-- begin SOURCE TEXT --

When Chloe Corcoran ’04 decided to live openly as a trans woman, she vowed that she would return the kindness and support she received by being a voice for the University and giving back to the lesbian, gay, bisexual, transgender, and questioning (LGBTQ) community. In a recent interview, Corcoran talks about her personal journey and her efforts to inspire and inform through her PhD work at the Warner School and in her new role as associate director for identity-based programming in Alumni Relations.

Jim Ver Steeg (University Communications): Thanks so much for sitting down with me today. I’m wondering if we might start by talking about how you came to understand and identify yourself as a trans person.

Chloe Corcoran (Alumni Relations):  Sure, my pleasure. My earliest memory of being trans was praying that I would wake up as a girl. One day I did; it just took longer than I had hoped for. Eventually, I just hit the point where I knew I needed to transition. I was very fortunate to have a lot of support that I did not expect in my life. But it was interesting. When I knew I couldn’t keep it secret anymore, I wrote coming out emails to my family. I also wrote to an author to thank her for her for her work. She wrote back, which was amazing, and said, “Now it’s your job to do for others whatever it is you feel I’ve done for you.” What I felt she had done for me was exist, be visible, and fight for equal rights and equal treatment. That was a big point of change for me.

Jim: You attended Rochester for undergraduate school. Do you keep in touch with your friends?

Chloe: I played football when I was in college. I was a four-year varsity football player. I was very nervous about telling my former teammates, especially the ones that I had been close to. They’re scattered across the US now, but one of them lives here in Rochester and he came to my coming out party. He and his wife gave me a wonderful gift, in addition to being there, which was a gift in itself.

Jim: How did you approach your transition to living openly as a woman here at the university? Did you prepare your friends and colleagues for the change?

Chloe: I did some prep and worked with some human resources partners and others to line everything up. I was out for a little bit, and while I was out they announced at an all-staff meeting that I would be returning as Chloe. Apparently, it went very well. I have to say I received over 40 emails of support from colleagues, which was just wonderful. It made my life a lot better. It made me less scared. It made me less nervous to come back to work. Just knowing that I had support from the people that I worked with—that I spend so much time with—was really important.

Jim: Has anyone treated you differently since you’ve returned to work?

-- end SOURCE TEXT --
-- begin INFORMATION GIVEN --

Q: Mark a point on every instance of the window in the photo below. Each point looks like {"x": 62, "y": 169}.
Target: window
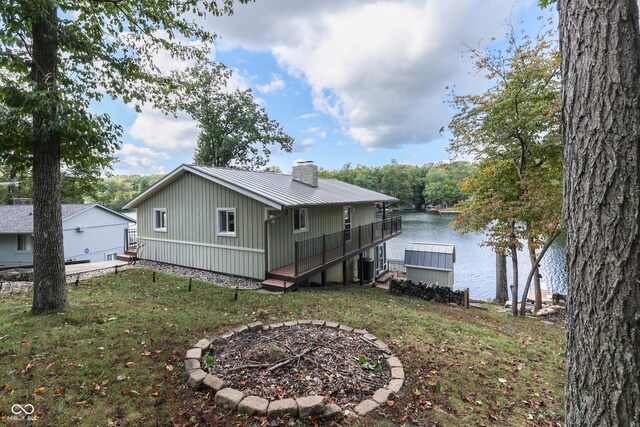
{"x": 160, "y": 219}
{"x": 227, "y": 222}
{"x": 299, "y": 220}
{"x": 347, "y": 223}
{"x": 23, "y": 243}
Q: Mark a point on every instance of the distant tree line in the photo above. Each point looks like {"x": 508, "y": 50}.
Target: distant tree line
{"x": 436, "y": 184}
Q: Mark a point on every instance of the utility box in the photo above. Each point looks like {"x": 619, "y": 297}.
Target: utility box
{"x": 430, "y": 263}
{"x": 368, "y": 269}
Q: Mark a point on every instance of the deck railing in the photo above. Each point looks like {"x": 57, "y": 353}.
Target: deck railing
{"x": 313, "y": 253}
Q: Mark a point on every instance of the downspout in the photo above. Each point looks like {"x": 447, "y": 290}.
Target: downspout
{"x": 266, "y": 241}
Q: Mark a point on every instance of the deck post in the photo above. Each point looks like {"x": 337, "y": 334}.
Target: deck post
{"x": 324, "y": 249}
{"x": 344, "y": 273}
{"x": 344, "y": 242}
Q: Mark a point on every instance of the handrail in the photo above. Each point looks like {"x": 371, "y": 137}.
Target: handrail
{"x": 315, "y": 252}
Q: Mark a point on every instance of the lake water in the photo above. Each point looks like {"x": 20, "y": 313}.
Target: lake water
{"x": 475, "y": 266}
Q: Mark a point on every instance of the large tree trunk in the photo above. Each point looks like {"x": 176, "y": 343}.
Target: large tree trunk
{"x": 600, "y": 46}
{"x": 502, "y": 289}
{"x": 514, "y": 286}
{"x": 50, "y": 289}
{"x": 536, "y": 277}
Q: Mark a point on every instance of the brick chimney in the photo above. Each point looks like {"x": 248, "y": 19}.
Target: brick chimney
{"x": 305, "y": 172}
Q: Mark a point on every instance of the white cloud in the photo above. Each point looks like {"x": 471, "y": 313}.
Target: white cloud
{"x": 318, "y": 131}
{"x": 159, "y": 130}
{"x": 274, "y": 85}
{"x": 380, "y": 68}
{"x": 142, "y": 160}
{"x": 308, "y": 142}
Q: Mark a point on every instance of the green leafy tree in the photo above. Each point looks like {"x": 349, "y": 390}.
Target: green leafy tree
{"x": 56, "y": 58}
{"x": 514, "y": 125}
{"x": 234, "y": 129}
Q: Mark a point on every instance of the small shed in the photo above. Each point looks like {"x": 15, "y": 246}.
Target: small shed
{"x": 430, "y": 263}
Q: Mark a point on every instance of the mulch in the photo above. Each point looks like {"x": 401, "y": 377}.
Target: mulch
{"x": 298, "y": 361}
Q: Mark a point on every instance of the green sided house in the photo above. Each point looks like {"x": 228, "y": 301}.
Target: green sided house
{"x": 284, "y": 230}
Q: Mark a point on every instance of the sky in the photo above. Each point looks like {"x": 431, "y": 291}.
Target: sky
{"x": 352, "y": 81}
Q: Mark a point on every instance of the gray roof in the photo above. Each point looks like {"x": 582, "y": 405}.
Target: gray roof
{"x": 430, "y": 255}
{"x": 273, "y": 189}
{"x": 16, "y": 219}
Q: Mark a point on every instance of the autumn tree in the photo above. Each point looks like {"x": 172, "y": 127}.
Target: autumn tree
{"x": 600, "y": 47}
{"x": 56, "y": 58}
{"x": 514, "y": 125}
{"x": 234, "y": 129}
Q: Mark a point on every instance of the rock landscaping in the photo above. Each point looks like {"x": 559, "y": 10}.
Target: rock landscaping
{"x": 426, "y": 291}
{"x": 299, "y": 369}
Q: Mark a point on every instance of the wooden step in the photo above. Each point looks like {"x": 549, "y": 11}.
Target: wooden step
{"x": 275, "y": 285}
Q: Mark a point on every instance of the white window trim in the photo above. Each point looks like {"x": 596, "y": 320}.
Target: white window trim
{"x": 160, "y": 229}
{"x": 306, "y": 221}
{"x": 235, "y": 223}
{"x": 27, "y": 249}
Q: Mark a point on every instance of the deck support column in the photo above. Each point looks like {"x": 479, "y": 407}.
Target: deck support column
{"x": 344, "y": 273}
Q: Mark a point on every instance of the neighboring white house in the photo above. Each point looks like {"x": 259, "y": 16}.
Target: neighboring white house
{"x": 90, "y": 232}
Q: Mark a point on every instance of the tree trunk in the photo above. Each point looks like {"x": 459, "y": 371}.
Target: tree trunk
{"x": 600, "y": 46}
{"x": 534, "y": 270}
{"x": 514, "y": 286}
{"x": 50, "y": 289}
{"x": 502, "y": 290}
{"x": 536, "y": 277}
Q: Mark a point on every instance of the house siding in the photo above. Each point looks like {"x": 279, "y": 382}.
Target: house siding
{"x": 104, "y": 234}
{"x": 191, "y": 238}
{"x": 9, "y": 254}
{"x": 320, "y": 220}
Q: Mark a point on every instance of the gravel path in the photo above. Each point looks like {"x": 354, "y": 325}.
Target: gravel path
{"x": 206, "y": 276}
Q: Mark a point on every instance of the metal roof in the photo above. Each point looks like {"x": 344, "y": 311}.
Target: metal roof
{"x": 19, "y": 218}
{"x": 273, "y": 189}
{"x": 430, "y": 255}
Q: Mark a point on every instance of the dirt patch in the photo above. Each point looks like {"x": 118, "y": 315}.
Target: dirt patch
{"x": 298, "y": 361}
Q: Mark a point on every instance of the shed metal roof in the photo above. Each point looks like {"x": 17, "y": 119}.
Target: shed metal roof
{"x": 16, "y": 219}
{"x": 430, "y": 255}
{"x": 276, "y": 190}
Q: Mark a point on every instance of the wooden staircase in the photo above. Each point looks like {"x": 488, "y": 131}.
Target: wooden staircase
{"x": 275, "y": 285}
{"x": 129, "y": 256}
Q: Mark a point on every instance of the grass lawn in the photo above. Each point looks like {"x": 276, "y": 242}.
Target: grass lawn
{"x": 116, "y": 357}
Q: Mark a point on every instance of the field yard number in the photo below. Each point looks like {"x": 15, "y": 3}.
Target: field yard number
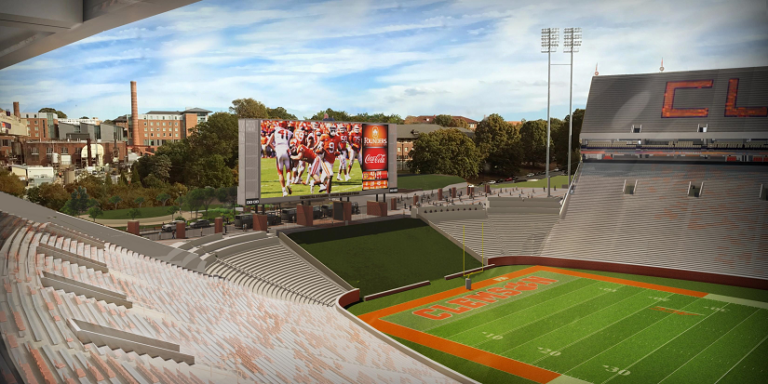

-- end INFORMATION GIVEN --

CHALLENGES »
[a] Rename "Alumni Relations" as "Alumni Affairs" in the interview and write out everything from "When Chloe Corcoran" down to "a trans person.".
[b] Reproduce the rows word for word, from the line that contains "Q: Mark a point on every instance of the shed" down to the end of the rows, leaving out the pictures.
The interview and the rows have no connection to each other.

SOLUTION SET »
[a]
When Chloe Corcoran ’04 decided to live openly as a trans woman, she vowed that she would return the kindness and support she received by being a voice for the University and giving back to the lesbian, gay, bisexual, transgender, and questioning (LGBTQ) community. In a recent interview, Corcoran talks about her personal journey and her efforts to inspire and inform through her PhD work at the Warner School and in her new role as associate director for identity-based programming in Alumni Affairs.

Jim Ver Steeg (University Communications): Thanks so much for sitting down with me today. I’m wondering if we might start by talking about how you came to understand and identify yourself as a trans person.

[b]
Q: Mark a point on every instance of the shed metal roof in the photo above. Each point looks like {"x": 17, "y": 119}.
Target: shed metal roof
{"x": 16, "y": 219}
{"x": 430, "y": 255}
{"x": 276, "y": 190}
Q: Mark a point on every instance of the wooden staircase in the photo above. Each point looks like {"x": 488, "y": 131}.
Target: wooden staircase
{"x": 275, "y": 285}
{"x": 129, "y": 256}
Q: Mark a point on every instance of the grass lawn in the photo above. Each point looks like {"x": 276, "y": 242}.
Target: grass lawn
{"x": 116, "y": 357}
Q: Mark a point on every instance of the field yard number in the photo below. Each point looks like {"x": 15, "y": 3}.
Target: field yard number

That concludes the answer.